Exercise objective
Reproduce word for word every line of the entries below, from the line containing "Query: tank lid" through the final line, and nothing else.

Task inputs
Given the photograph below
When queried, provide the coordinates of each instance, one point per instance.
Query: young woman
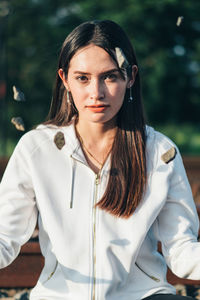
(104, 187)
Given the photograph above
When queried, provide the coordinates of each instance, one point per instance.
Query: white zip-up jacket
(90, 254)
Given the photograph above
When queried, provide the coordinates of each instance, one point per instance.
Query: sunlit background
(166, 37)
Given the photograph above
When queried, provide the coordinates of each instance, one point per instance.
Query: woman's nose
(97, 90)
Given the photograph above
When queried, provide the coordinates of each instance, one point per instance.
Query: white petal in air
(18, 95)
(18, 122)
(179, 21)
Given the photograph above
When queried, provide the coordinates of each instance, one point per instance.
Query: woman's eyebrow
(103, 73)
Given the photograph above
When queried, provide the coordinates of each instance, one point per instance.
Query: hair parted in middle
(127, 180)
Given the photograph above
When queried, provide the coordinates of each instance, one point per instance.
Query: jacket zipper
(150, 276)
(52, 273)
(97, 180)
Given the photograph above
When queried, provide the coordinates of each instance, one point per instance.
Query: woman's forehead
(91, 56)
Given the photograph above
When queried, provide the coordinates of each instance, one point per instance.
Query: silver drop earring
(130, 100)
(68, 98)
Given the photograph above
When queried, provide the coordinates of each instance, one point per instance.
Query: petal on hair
(121, 58)
(59, 140)
(169, 155)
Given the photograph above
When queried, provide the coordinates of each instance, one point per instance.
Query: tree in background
(32, 32)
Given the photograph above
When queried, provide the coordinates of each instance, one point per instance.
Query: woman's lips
(97, 108)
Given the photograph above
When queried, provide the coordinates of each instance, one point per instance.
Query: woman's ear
(61, 74)
(134, 73)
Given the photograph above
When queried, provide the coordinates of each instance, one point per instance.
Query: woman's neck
(96, 141)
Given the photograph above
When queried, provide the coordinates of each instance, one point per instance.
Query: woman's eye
(82, 78)
(110, 77)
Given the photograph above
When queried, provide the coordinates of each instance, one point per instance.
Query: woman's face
(95, 84)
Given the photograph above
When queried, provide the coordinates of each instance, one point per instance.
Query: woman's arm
(18, 212)
(178, 225)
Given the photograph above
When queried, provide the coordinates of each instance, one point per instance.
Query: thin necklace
(84, 147)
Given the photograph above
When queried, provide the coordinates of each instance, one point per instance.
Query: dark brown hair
(127, 178)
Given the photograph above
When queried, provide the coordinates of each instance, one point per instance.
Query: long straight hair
(127, 179)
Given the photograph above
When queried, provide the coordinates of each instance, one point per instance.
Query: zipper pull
(97, 179)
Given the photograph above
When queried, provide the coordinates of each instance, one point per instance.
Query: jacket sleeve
(178, 224)
(18, 213)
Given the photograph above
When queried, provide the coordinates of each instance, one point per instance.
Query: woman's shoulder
(158, 139)
(41, 136)
(159, 148)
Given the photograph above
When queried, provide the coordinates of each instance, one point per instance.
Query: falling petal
(179, 21)
(18, 95)
(18, 122)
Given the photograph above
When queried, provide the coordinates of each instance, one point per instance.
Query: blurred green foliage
(31, 35)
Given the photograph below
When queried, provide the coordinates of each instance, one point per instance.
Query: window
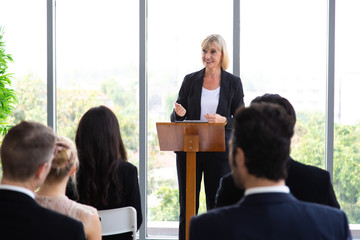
(25, 39)
(174, 50)
(97, 64)
(283, 52)
(347, 116)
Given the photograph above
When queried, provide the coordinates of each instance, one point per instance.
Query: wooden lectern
(191, 137)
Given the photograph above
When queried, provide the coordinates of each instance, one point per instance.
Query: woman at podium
(210, 95)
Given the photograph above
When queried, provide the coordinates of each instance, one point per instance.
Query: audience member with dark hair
(106, 180)
(259, 153)
(52, 192)
(306, 183)
(26, 154)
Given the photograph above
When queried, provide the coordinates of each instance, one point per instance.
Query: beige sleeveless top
(67, 207)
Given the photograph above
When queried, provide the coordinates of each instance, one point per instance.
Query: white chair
(118, 220)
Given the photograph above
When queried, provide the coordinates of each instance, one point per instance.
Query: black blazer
(231, 97)
(22, 218)
(130, 196)
(306, 183)
(273, 216)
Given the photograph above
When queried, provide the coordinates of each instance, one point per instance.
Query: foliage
(7, 95)
(308, 145)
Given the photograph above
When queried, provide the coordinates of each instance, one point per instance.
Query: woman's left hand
(215, 118)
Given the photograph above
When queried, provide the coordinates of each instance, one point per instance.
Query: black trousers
(214, 166)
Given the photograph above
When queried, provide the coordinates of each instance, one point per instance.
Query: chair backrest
(118, 220)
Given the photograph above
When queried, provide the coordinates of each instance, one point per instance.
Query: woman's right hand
(179, 109)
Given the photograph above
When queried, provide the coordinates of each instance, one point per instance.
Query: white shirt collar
(283, 189)
(17, 189)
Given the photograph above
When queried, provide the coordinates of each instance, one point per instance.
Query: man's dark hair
(25, 148)
(263, 131)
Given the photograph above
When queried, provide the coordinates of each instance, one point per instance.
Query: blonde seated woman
(51, 194)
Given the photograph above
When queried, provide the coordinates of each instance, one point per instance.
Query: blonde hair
(65, 157)
(220, 45)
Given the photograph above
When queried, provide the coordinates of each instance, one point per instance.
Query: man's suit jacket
(22, 218)
(231, 97)
(306, 183)
(271, 216)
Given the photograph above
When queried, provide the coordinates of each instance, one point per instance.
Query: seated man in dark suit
(26, 154)
(258, 156)
(306, 183)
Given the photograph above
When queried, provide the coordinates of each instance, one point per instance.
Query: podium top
(211, 135)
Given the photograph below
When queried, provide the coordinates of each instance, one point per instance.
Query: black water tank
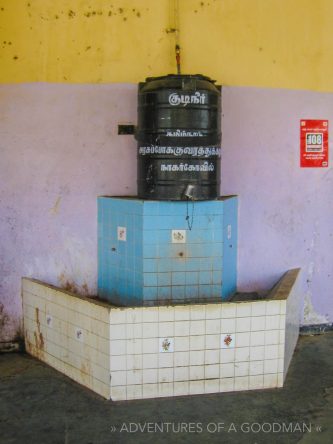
(179, 137)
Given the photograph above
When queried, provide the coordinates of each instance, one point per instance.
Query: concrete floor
(39, 405)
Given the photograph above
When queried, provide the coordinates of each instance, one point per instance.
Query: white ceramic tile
(197, 312)
(165, 360)
(182, 343)
(227, 384)
(227, 370)
(134, 391)
(243, 309)
(256, 368)
(182, 328)
(213, 342)
(197, 357)
(256, 382)
(181, 373)
(165, 389)
(166, 328)
(118, 331)
(228, 325)
(197, 327)
(181, 388)
(197, 342)
(150, 360)
(182, 313)
(257, 353)
(213, 311)
(228, 340)
(118, 393)
(150, 390)
(212, 356)
(270, 366)
(166, 345)
(150, 330)
(271, 351)
(197, 372)
(133, 331)
(242, 339)
(166, 314)
(283, 307)
(197, 387)
(134, 377)
(212, 371)
(150, 376)
(227, 355)
(134, 315)
(270, 381)
(272, 307)
(242, 354)
(281, 350)
(243, 325)
(133, 362)
(118, 347)
(257, 338)
(241, 369)
(181, 359)
(282, 322)
(212, 385)
(165, 375)
(282, 336)
(280, 380)
(258, 308)
(150, 314)
(272, 322)
(272, 337)
(150, 345)
(258, 323)
(213, 326)
(241, 383)
(118, 378)
(228, 310)
(118, 316)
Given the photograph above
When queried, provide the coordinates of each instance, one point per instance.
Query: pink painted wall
(286, 212)
(60, 150)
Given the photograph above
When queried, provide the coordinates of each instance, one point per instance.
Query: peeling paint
(55, 209)
(310, 316)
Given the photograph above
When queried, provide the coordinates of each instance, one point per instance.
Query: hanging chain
(188, 217)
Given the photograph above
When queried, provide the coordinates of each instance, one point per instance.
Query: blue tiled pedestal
(159, 252)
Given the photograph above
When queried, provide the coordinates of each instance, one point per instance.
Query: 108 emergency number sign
(314, 143)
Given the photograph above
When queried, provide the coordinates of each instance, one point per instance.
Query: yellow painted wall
(270, 43)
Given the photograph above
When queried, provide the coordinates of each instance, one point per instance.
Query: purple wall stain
(60, 150)
(286, 212)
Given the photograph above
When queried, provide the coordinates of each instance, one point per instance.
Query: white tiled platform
(147, 352)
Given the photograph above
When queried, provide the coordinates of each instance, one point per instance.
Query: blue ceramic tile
(150, 279)
(150, 237)
(192, 278)
(150, 266)
(178, 292)
(149, 251)
(165, 265)
(192, 291)
(205, 277)
(150, 293)
(163, 279)
(164, 293)
(178, 278)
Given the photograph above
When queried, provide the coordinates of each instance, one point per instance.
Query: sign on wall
(314, 143)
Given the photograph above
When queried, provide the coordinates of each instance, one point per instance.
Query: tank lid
(180, 77)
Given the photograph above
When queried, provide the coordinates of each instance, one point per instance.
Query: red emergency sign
(314, 143)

Written answer
Query: tank lid
(180, 77)
Given the photograph above
When queried, provide the coordinates of each instance, one point per instance.
Query: red emergency sign
(314, 143)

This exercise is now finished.